--- Start Document extract ---

Happily, for Rocket Lab, the Journal named it as one of three promising contenders in the crowded field, along with Sir Richard Branson’s Virgin Orbit (not to be confused with his space-tourism startup, Virgin Galactic) and Astra Space, financed by US tech and telco billionaire Craig McCaw.

On Tuesday, Beck’s response was: Others are raising funds and tooling around with prototypes, while his company’s 18m tall Electron has had 18 launches since 2017, ferrying 97 small satellites into space.

“There’s only been one other company [Virgin Orbit] that’s had one successful test flight,” Beck said.

“We’ve always been the first mover and we like being a first mover, and continue to be the first mover into this new medium class, which we think ultimately is where the market is going to go.”

2. Going head-to-head with Elon

The first Electron launches took 150kg payloads into low-Earth orbit. Recently, it’s upped the ante to 300kg. But the 40m tall Neutron will be able to handle a manifest of close to eight tonnes (8000kg).

That will put Rocket Lab – the reigning champ of featherweight launches – into the welter-weigh class currently dominated by Elon Musk’s SpaceX (in terms of private launches; Russia and China’s space agencies staged the two busiest space launchers overall last year, followed by SpaceX in third, Rocket Lab in fourth, the EU in fifth and Japan sixth).

--- End Document extract ---

→ Task prompt
Continue the Rocket Lab article from where it stops.

--- Start Dataset content ---

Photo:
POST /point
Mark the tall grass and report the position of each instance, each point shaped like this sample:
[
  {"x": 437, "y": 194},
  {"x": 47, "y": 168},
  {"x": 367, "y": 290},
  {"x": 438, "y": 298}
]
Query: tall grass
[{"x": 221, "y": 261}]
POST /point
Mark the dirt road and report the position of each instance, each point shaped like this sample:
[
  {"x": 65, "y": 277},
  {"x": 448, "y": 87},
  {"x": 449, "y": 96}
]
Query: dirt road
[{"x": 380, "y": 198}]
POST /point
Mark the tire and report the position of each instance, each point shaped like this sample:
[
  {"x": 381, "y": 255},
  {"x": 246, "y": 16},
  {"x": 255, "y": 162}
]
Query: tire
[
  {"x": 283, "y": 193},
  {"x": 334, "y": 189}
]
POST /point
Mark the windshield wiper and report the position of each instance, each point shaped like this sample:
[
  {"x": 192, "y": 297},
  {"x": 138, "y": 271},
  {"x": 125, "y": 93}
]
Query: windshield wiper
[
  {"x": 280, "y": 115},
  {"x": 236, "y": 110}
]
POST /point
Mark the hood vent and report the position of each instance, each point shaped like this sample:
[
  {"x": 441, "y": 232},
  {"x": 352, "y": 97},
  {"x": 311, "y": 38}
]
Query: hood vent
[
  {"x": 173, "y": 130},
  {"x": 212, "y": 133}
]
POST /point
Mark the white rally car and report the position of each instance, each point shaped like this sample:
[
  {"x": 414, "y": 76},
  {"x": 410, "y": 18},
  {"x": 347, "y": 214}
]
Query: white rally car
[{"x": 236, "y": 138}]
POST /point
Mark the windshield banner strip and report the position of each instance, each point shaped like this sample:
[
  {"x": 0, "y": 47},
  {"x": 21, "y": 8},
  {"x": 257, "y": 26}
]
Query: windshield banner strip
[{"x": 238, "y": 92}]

--- End Dataset content ---

→ Answer for this exercise
A Rocket Lab investor presentation published this week called its pending Neutron rocket a “direct alternative to SpaceX’s Falcon 9”.

It’s not quite an even fight in terms of sheer grunt, given the 70m Falcon 9’s weight advantage. Musk’s rocket can heft some 28 tonnes into space, while its fatter sibling, the Falcon Heavy (a Falcon 9 fattened with extra boosters) can lift 64 tonnes.

But both the Neutron and the Falcon can pull the same trick: launching a whole constellation of satellites at once.

Rocket Lab’s investor presentation says such constellation businesses will account for 83 per cent of all satellite launches by 2028.

The presentation implies there will be enough business for Rocket Lab and SpaceX.

Citing “Wall Street research”, it sees the total addressable space market growing from US$350b today (US$10b from satellite launches; US$20b from “space systems” such as Rocket Lab’s Photon – or its “satellite bus” that will ferry a Nasa satellite to lunar orbit later this year; and US$320b from the slightly more nebulous “space applications” which runs from Earth-imaging and broadband from space to “significant untapped potential for value-added services including data management & analytics to support end-customer insights”.

By 2030, it sees the total market quadrupling to US$1.4 trillion.

Against the background of that sort of industry growth, Rocket Lab projects it will become ebitda and cashflow-positive in 2024.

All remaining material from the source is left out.